Requirements: Please pick up the passage about holy days in the Bible after its last sentence and keep writing it.

Passage:
--

Holy Days In The Bible

Now this is not to say that the Bible is silent on the subject of holidays or holy days. This is something that when I first came up against this subject, I had come to believe that the Bible was my authority. In fact, I was involved in an ongoing discussion with another person, another Christian about different doctrines and ideas and the one thing we agreed upon was, that the Bible was our sole authority, and whatever it was that we were going to come to, in terms of beliefs and practices, had to be based on the Bible. We were not going to be dragging anything else into our discussions along the way.

So we found and it was a surprise to me to find, that the Bible is far from silent on holidays. The fact is that there are seven significant holy days listed in the Bible and that are specifically commanded by God (Leviticus 23).

The problem is Christmas is conspicuous by its absence from that list. So when you start asking the question, "Why do we not observe Christmas?" that is a relative simple thing, it is not commanded in the Bible. There's no particular reason why one should, based upon that and if one wants to follow the Bible and not to add things to the Bible (Deuteronomy 4:2, 12:32, Proverbs 30:6, Revelation 22:18-19) then you are not going to be observing Christmas on that basis alone.

--

Recorded data:
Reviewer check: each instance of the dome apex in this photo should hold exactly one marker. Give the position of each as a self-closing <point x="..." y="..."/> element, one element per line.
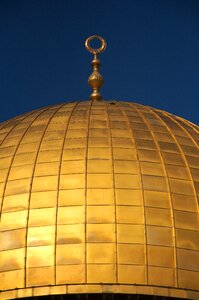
<point x="97" y="197"/>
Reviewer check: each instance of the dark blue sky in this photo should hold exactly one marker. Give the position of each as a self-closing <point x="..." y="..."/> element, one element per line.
<point x="152" y="55"/>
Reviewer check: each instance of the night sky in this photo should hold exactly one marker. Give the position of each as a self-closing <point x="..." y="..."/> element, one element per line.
<point x="152" y="55"/>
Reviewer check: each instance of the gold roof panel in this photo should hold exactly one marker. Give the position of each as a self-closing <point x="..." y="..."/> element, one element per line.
<point x="99" y="197"/>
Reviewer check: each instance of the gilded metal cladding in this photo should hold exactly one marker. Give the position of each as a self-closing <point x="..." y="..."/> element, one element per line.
<point x="99" y="194"/>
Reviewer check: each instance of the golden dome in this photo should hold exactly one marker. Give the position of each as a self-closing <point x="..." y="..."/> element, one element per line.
<point x="99" y="197"/>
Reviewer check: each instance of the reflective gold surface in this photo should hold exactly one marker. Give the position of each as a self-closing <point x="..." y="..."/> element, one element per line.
<point x="99" y="196"/>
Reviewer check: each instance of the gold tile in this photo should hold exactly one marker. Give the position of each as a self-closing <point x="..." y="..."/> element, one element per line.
<point x="72" y="181"/>
<point x="42" y="217"/>
<point x="24" y="159"/>
<point x="162" y="236"/>
<point x="99" y="142"/>
<point x="12" y="278"/>
<point x="3" y="174"/>
<point x="40" y="276"/>
<point x="100" y="214"/>
<point x="187" y="239"/>
<point x="12" y="239"/>
<point x="15" y="203"/>
<point x="58" y="290"/>
<point x="100" y="196"/>
<point x="158" y="216"/>
<point x="41" y="291"/>
<point x="103" y="273"/>
<point x="20" y="172"/>
<point x="129" y="274"/>
<point x="43" y="199"/>
<point x="130" y="214"/>
<point x="71" y="215"/>
<point x="186" y="220"/>
<point x="40" y="256"/>
<point x="69" y="274"/>
<point x="47" y="169"/>
<point x="154" y="183"/>
<point x="150" y="168"/>
<point x="99" y="180"/>
<point x="99" y="153"/>
<point x="157" y="199"/>
<point x="188" y="259"/>
<point x="20" y="186"/>
<point x="45" y="183"/>
<point x="71" y="254"/>
<point x="125" y="142"/>
<point x="72" y="166"/>
<point x="71" y="197"/>
<point x="121" y="133"/>
<point x="51" y="144"/>
<point x="129" y="197"/>
<point x="149" y="155"/>
<point x="188" y="279"/>
<point x="161" y="276"/>
<point x="178" y="172"/>
<point x="184" y="202"/>
<point x="128" y="233"/>
<point x="101" y="253"/>
<point x="124" y="153"/>
<point x="73" y="154"/>
<point x="41" y="236"/>
<point x="99" y="166"/>
<point x="100" y="233"/>
<point x="131" y="254"/>
<point x="12" y="260"/>
<point x="13" y="220"/>
<point x="70" y="234"/>
<point x="126" y="166"/>
<point x="161" y="256"/>
<point x="98" y="132"/>
<point x="127" y="181"/>
<point x="173" y="159"/>
<point x="9" y="295"/>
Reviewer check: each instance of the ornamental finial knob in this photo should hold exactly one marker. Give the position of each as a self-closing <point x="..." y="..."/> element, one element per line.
<point x="95" y="80"/>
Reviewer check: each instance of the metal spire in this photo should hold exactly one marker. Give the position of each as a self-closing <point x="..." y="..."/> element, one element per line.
<point x="95" y="80"/>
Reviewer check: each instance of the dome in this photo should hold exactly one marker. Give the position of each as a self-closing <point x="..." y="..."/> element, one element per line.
<point x="99" y="197"/>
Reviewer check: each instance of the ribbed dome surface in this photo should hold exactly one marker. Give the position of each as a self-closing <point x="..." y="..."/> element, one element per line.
<point x="99" y="196"/>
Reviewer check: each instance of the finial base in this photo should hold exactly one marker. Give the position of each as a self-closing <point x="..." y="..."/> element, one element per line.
<point x="95" y="79"/>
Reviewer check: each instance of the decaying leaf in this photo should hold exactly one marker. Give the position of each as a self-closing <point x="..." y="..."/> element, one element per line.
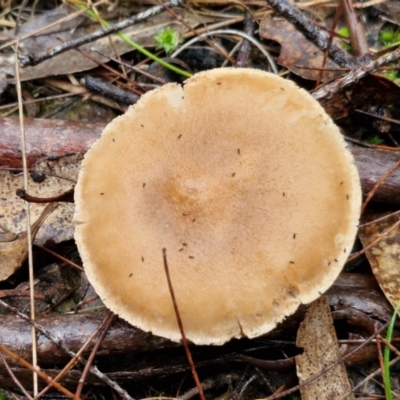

--

Answer to this exercise:
Historical Facts About Christmas

Now there are certain historical facts about Christmas that are simply not in dispute, not in any way at all.

In ancient Rome, December 25th. was the birthday of Mithra, the Iranian mystery god, called the Sun of righteousness. The connection there is so striking, that one can hardly avoid it.

December 25th. was in the middle of the Roman Saturnalia. It was the custom in Rome to decorate houses with greenery and lights and to give presents to children and to poor people and that also has a familiar ring to it.

German and Celtic yule rights were introduced a little later. I looked up 'yule,' by the way, in the dictionary and the definition said, "Christmas and the observance thereof." In the fine print it said, "That yule is old English for a pagan festival held in midwinter." So the yule rights included food, greetings, good fellowship, greenery, fir trees, fires, lights and gifts."

So history, and the historical facts about Christmas is not anything I have to prove to anyone, because it is so readily acknowledged, so widely acknowledged in just about any source you go to and will tell you this.

We also know that King Constantine, who was probably the most powerful and influential figure in the early development of Christianity, that is in the post-apostolic development of Christianity, from about 325 A.D. onward, when he was quote "converted" and saw a sign of the cross in the sky. He basically took over and dominated the entire visible Christian church for the remainder of his life and him, being really addicted to sun worship, he introduced a lot of the practices, beliefs and customs having to do with sun worship into Christianity at that time.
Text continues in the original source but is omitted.